• Excerpt:
>>>

A more representative metric for evaluating this classifier would be F1 score as it take inputs recall and precision and outputs a balanced measure called the harmonic mean. F1 ranges from 0 to 1 and higher values signify a model that correctly classifies suggestions and does not miss too many obervations.

---

In the code cell below, write an implementation of the evaluation metric you defined above. You are free to use a library such as `nltk` or `sklearn` for this task, or you can write your own implementation from scratch.

In [5]:
def evaluate(labels, predictions):
    '''
    Calculate an evaluation score other than accuracy for a given set of predictions and labels.

    Args:
    labels (list): A list containing gold standard labels annotated as `0` and `1`.
    predictions (list): A list containing predictions annotated as `0` and `1`.

    Returns:
    float: A floating point value to score the predictions against the labels.
    '''

    # check that labels and predictions are of same length
    assert len(labels) == len(predictions)

    score = 0.0

    #################### EDIT BELOW THIS LINE #########################

    # your code goes here
    # This will be my own implimentation of F1 
    TP = 0
    TN = 0
    FP = 0
    FN = 0
    for label, prediction in zip(labels, predictions):
        if (label == 1) & (prediction == 1):
            TP += 1 
        elif (label == 0) & (prediction == 0):
            TN += 1
        elif (label == 1) & (prediction == 0):
            FN += 1
        elif (label == 0) & (prediction == 1):
            FP += 1

    precision = (TP)/(TP+FP)
    recall = (TP)/(TP+FN)
    score = 2*(precision*recall/(precision + recall))



    #################### EDIT ABOVE THIS LINE #########################

    return score

# Calculate evaluation score based on the metric of your choice
# for the classifier trained in Task 3 using tf-idf features.
evaluate(test_labels, predictions)

<<<

• Tasks and exercises:
- A) What range of values does the F1 score excerpt give for F1?
- B) Copy the part of the F1 score excerpt that begins at the words "recall = (TP)/(TP+FN)" and stops after "evaluate(test_labels, predictions)".
- C) Carry on the F1 score excerpt from the point where it stops.
The data that comes after the F1 score excerpt has no connection to it.

• Data section:
>>>

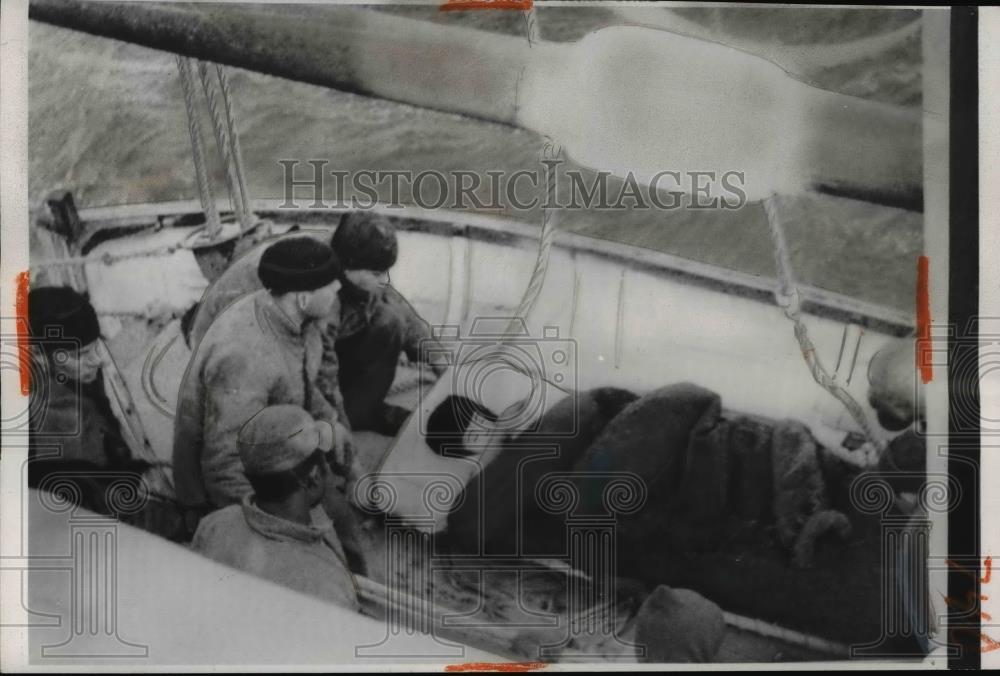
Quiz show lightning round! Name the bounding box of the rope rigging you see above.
[764,193,884,464]
[177,56,222,240]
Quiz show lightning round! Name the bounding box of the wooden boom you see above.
[29,0,925,210]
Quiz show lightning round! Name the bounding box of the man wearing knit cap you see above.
[331,211,445,436]
[173,236,342,511]
[191,212,445,436]
[191,404,360,610]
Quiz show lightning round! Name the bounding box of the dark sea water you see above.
[29,5,923,311]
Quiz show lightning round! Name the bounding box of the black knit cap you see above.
[330,211,399,271]
[28,286,101,349]
[257,237,342,295]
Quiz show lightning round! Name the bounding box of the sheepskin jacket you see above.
[191,496,361,611]
[173,289,337,507]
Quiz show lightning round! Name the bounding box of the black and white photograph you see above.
[0,0,984,672]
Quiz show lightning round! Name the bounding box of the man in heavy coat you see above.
[173,237,343,510]
[191,212,446,436]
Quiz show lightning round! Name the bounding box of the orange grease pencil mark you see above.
[917,256,934,385]
[444,662,548,673]
[14,272,31,396]
[438,0,532,12]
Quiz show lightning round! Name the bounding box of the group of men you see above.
[28,207,922,660]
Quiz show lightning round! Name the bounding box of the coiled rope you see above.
[764,193,882,460]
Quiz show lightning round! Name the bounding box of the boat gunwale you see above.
[68,199,915,336]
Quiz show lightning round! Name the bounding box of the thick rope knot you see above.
[764,194,884,464]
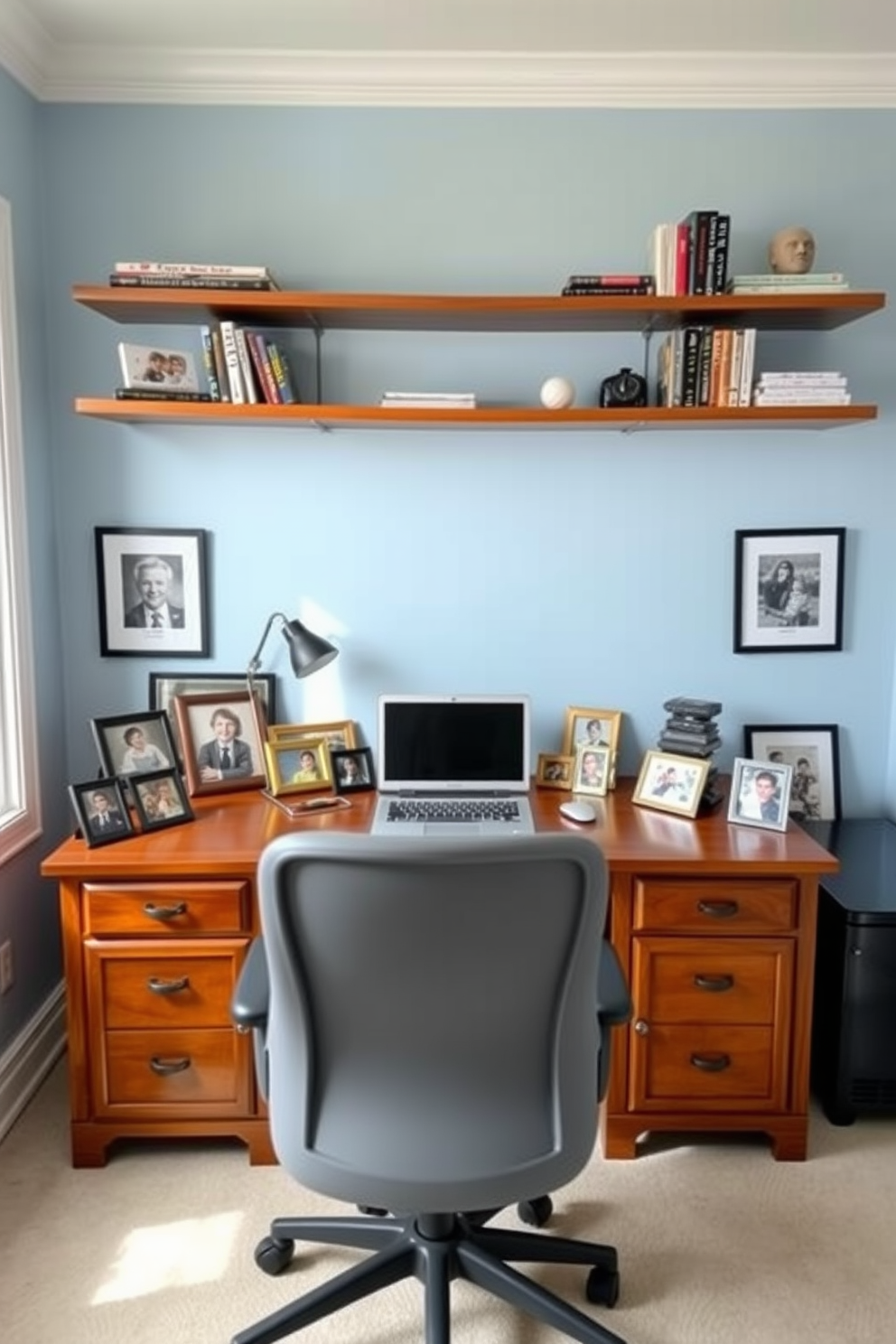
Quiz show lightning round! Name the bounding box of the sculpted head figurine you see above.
[769,224,816,275]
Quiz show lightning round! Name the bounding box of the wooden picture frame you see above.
[535,751,575,790]
[728,757,794,831]
[130,770,193,831]
[94,527,209,658]
[631,751,709,817]
[744,723,841,821]
[733,527,846,653]
[265,738,333,798]
[174,689,267,797]
[69,776,137,849]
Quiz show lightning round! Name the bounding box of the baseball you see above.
[541,378,575,411]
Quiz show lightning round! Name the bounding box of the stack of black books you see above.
[657,695,724,807]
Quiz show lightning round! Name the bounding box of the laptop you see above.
[370,695,535,839]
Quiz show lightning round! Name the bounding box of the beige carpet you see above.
[0,1066,896,1344]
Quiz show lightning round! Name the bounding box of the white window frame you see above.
[0,196,41,864]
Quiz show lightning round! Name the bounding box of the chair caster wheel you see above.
[584,1265,620,1306]
[516,1195,554,1227]
[256,1237,295,1274]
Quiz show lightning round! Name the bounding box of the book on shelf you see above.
[118,340,199,392]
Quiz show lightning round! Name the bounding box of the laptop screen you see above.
[378,695,529,793]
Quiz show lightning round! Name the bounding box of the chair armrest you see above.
[229,938,270,1031]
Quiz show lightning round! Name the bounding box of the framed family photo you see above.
[94,527,209,658]
[733,527,846,653]
[744,723,840,821]
[174,689,267,797]
[728,757,792,831]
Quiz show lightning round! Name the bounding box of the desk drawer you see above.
[634,878,797,937]
[83,882,251,938]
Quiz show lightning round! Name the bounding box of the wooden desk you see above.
[42,779,837,1167]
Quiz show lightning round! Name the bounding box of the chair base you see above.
[232,1214,625,1344]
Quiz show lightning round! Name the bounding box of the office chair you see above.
[232,835,628,1344]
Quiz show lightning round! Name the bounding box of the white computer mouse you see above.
[560,798,598,823]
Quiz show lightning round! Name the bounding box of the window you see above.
[0,198,41,863]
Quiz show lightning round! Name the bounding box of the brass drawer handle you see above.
[690,1055,731,1074]
[149,1055,192,1078]
[693,975,735,994]
[697,901,740,919]
[144,901,187,919]
[146,975,190,994]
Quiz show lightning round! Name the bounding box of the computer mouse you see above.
[560,798,598,824]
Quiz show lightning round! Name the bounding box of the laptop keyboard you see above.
[386,798,521,821]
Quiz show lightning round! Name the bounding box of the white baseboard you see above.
[0,984,66,1143]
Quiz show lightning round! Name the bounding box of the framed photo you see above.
[174,689,267,796]
[331,747,376,793]
[735,527,846,653]
[535,751,575,789]
[267,719,358,751]
[560,705,622,755]
[265,738,333,798]
[69,777,137,848]
[90,710,177,774]
[728,757,792,831]
[631,751,709,817]
[149,672,276,761]
[130,770,193,831]
[744,723,840,821]
[94,527,209,658]
[573,742,612,798]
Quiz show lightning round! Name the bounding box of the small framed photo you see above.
[94,527,209,658]
[733,527,846,653]
[265,738,333,798]
[174,689,267,797]
[149,672,276,762]
[69,777,137,848]
[631,751,709,817]
[130,770,193,831]
[573,742,612,798]
[331,747,376,793]
[728,757,792,831]
[535,751,575,789]
[90,710,177,774]
[267,719,358,751]
[744,723,840,821]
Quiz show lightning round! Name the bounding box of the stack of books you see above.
[108,261,279,289]
[380,392,475,411]
[727,270,849,294]
[752,371,852,406]
[560,272,654,298]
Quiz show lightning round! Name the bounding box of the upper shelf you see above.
[72,285,887,332]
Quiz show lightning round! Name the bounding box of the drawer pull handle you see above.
[693,975,735,994]
[690,1055,731,1074]
[697,901,739,919]
[149,1055,192,1078]
[146,975,190,994]
[144,901,187,919]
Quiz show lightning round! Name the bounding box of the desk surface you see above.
[42,779,837,878]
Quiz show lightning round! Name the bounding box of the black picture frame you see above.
[733,527,846,653]
[90,710,177,777]
[94,527,209,658]
[331,747,376,793]
[69,776,137,849]
[130,770,193,831]
[742,723,841,821]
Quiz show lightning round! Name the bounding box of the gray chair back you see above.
[258,835,607,1212]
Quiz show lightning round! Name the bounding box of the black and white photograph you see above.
[94,527,209,658]
[744,723,841,821]
[728,757,792,831]
[733,527,846,653]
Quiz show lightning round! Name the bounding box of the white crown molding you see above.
[0,35,896,109]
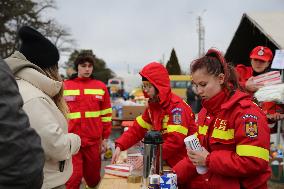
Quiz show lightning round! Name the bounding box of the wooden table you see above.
[98,174,141,189]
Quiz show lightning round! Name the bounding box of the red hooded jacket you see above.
[63,77,112,146]
[173,91,270,189]
[116,62,196,167]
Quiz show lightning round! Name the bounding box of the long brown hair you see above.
[190,49,242,95]
[42,65,69,119]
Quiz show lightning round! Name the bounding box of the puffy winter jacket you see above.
[0,59,44,189]
[6,51,81,189]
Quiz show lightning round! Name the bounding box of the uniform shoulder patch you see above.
[171,108,182,125]
[242,114,258,138]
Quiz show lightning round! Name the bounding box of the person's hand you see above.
[101,139,107,153]
[187,147,209,166]
[133,156,143,170]
[111,147,121,164]
[245,77,263,92]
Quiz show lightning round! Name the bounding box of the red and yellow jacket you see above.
[116,62,196,166]
[63,77,112,146]
[174,91,270,189]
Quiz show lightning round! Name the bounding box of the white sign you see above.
[271,50,284,69]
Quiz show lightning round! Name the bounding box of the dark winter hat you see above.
[249,46,273,62]
[18,26,59,68]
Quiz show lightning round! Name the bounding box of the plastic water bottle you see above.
[184,135,208,175]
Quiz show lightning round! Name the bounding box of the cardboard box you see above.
[122,106,146,120]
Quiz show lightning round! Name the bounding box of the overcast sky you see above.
[48,0,284,75]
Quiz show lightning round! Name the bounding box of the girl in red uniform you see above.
[173,49,270,189]
[112,62,196,167]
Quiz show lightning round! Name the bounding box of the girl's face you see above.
[142,81,156,98]
[78,62,94,78]
[192,69,224,100]
[251,59,270,73]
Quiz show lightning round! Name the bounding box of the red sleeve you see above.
[101,85,112,139]
[209,107,270,177]
[115,108,151,151]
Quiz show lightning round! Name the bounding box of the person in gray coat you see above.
[0,58,44,189]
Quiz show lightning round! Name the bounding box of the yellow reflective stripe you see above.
[67,112,81,119]
[212,128,235,140]
[84,89,105,95]
[63,89,80,96]
[85,111,100,118]
[162,115,170,129]
[136,115,152,130]
[101,108,112,115]
[236,145,269,161]
[101,117,111,122]
[167,125,188,135]
[198,125,208,135]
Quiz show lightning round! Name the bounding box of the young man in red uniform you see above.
[112,62,196,167]
[64,55,112,189]
[173,49,270,189]
[235,46,273,94]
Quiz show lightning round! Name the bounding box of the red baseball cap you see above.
[249,46,273,62]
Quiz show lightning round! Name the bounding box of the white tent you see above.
[225,12,284,65]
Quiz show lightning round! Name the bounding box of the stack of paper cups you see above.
[184,135,208,174]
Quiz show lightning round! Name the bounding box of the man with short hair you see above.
[64,54,112,189]
[236,46,273,94]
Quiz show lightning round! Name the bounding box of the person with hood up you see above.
[112,62,196,167]
[0,58,44,189]
[6,26,81,189]
[173,49,271,189]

<<<

• Answers for this exercise:
- A) F1 ranges from 0 to 1.

- B)
recall = (TP)/(TP+FN)
    score = 2*(precision*recall/(precision + recall))



    #################### EDIT ABOVE THIS LINE #########################

    return score

# Calculate evaluation score based on the metric of your choice
# for the classifier trained in Task 3 using tf-idf features.
evaluate(test_labels, predictions)

- C)
0.5272331154684096

---

## Task 5: Feature Engineering (II) - Other features (40 Marks)

Describe features other than those defined in Task 3 which might improve the performance of your suggestion detector. If these features require any additional pre-processing steps, then define those steps as well.


Edit this cell to write your answer below the line in no more than 500 words.

---

Other preprocessing steps that can be applied:
 - Frequency based stop word removal. Count the term frequency and remove the top N occurring words - iterating for upper and lower cut-offs to maximise F1
 - Grouping words in a vector space using Word2Vec to group words with similar meanings together
 - Sentence level representation by averaging the Word2Vec scores for all words in a sentence.
 
 

---

In the code cell below, write an implementation of the features (and any additional pre-preprocessing steps) you defined above. You are free to use a library such as `nltk` or `sklearn` for this task.

After creating your features, use the training data to train a Naïve Bayes classifier and use the test set to evaluate its performance using the metric defined in Task 4. You **must not** use the test set for training.

To make sure that your code doesn't take too long to run or use too much memory, you can consider a time limit of 3 minutes and a memory limit of 12GB for this task.

In [6]:
# Create your features.
# ... your code goes here
from sklearn.model_selection import GridSearchCV
import itertools
def high_freq_words(text, most_likely, least_likely):
    freq_words = FreqDist(word for sentence in text for word in sentence)
    target_words = set(w[0] for w in freq_words.most_common(least_likely)) - set(w[0] for w in freq_words.most_common(most_likely))
    filtered_corpus =[]
    for line in text:
        filtered_line = [word for word in line if  word in target_words]
        filtered_corpus.append(filtered_line)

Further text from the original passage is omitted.